_TASK BRIEF_
Below is a listing; write it out exactly and drop any images from it.

_TASK INPUT_
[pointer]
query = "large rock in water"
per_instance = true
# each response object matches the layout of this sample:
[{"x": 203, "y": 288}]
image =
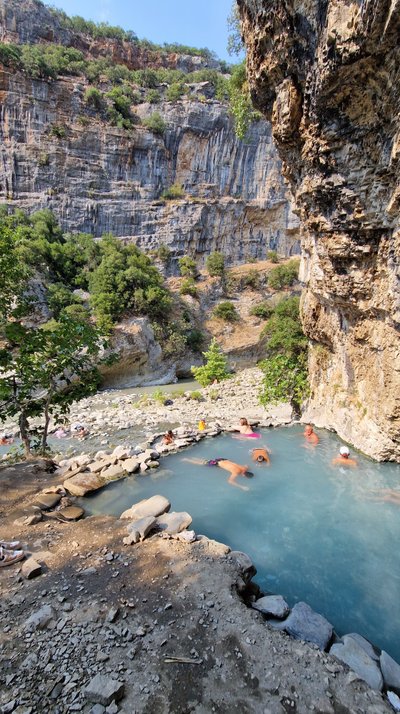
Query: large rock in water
[
  {"x": 326, "y": 74},
  {"x": 154, "y": 506},
  {"x": 305, "y": 624},
  {"x": 358, "y": 660}
]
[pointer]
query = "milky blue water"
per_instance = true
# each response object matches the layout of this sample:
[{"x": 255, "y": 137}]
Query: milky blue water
[{"x": 315, "y": 532}]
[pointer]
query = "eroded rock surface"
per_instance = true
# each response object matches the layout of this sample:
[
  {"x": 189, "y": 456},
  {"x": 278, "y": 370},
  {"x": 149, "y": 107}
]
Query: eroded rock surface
[{"x": 327, "y": 75}]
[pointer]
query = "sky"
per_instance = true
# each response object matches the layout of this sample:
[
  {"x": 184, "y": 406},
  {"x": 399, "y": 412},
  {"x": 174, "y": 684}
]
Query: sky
[{"x": 190, "y": 22}]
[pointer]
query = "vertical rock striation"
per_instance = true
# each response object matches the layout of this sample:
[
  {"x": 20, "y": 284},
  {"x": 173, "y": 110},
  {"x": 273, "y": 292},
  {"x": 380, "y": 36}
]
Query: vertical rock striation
[{"x": 327, "y": 74}]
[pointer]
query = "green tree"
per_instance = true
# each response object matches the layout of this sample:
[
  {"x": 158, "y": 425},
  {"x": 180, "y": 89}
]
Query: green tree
[
  {"x": 43, "y": 370},
  {"x": 216, "y": 366},
  {"x": 215, "y": 264},
  {"x": 187, "y": 267},
  {"x": 226, "y": 311}
]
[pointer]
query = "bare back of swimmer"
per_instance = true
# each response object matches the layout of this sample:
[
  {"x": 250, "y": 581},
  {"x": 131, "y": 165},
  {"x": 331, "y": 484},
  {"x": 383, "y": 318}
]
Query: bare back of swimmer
[{"x": 235, "y": 470}]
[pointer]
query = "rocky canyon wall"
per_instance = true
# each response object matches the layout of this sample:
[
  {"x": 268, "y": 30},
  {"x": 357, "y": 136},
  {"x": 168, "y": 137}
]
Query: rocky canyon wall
[
  {"x": 327, "y": 74},
  {"x": 99, "y": 178}
]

_THE ANSWER_
[pointer]
query = "large rock in water"
per_instance = true
# each response object matches the layout of this sample:
[{"x": 203, "y": 288}]
image =
Query: large rock in water
[
  {"x": 326, "y": 74},
  {"x": 154, "y": 506},
  {"x": 305, "y": 624},
  {"x": 358, "y": 660}
]
[pointer]
query = "milky blue water"
per_instance = true
# each response object matches the layout of this sample:
[{"x": 255, "y": 137}]
Query: milky blue water
[{"x": 315, "y": 532}]
[pointer]
query = "eroded rock surface"
per_instance = true
# each response object matches the layout of this sample:
[
  {"x": 189, "y": 456},
  {"x": 278, "y": 370},
  {"x": 149, "y": 107}
]
Query: eroded rock surface
[{"x": 327, "y": 75}]
[pointer]
query = "sky"
per_instance = true
# each response object matches the layout of this sample:
[
  {"x": 184, "y": 406},
  {"x": 399, "y": 412},
  {"x": 174, "y": 684}
]
Query: sky
[{"x": 190, "y": 22}]
[pointer]
query = "vertical rock striation"
per_instance = true
# each response object matches the layout of this sample:
[
  {"x": 20, "y": 284},
  {"x": 173, "y": 110},
  {"x": 273, "y": 292},
  {"x": 380, "y": 36}
]
Query: vertical rock striation
[{"x": 327, "y": 74}]
[pointer]
query = "green tree"
per_instance = true
# each response object matches the layout of this sample:
[
  {"x": 158, "y": 425},
  {"x": 180, "y": 89}
]
Query: green tree
[
  {"x": 43, "y": 370},
  {"x": 216, "y": 366},
  {"x": 215, "y": 264},
  {"x": 187, "y": 267},
  {"x": 226, "y": 311}
]
[pointer]
query = "bare back of swimmer"
per_instance = true
# each response object matches the layout of this sample:
[
  {"x": 250, "y": 581},
  {"x": 131, "y": 165},
  {"x": 331, "y": 484},
  {"x": 383, "y": 318}
]
Query: bare back of swimmer
[{"x": 235, "y": 470}]
[pointer]
query = "rocky canyon wall"
per_instance = true
# each response object matches the layout of this sample:
[
  {"x": 268, "y": 30},
  {"x": 357, "y": 136},
  {"x": 168, "y": 137}
]
Query: rocky canyon wall
[
  {"x": 327, "y": 74},
  {"x": 99, "y": 178}
]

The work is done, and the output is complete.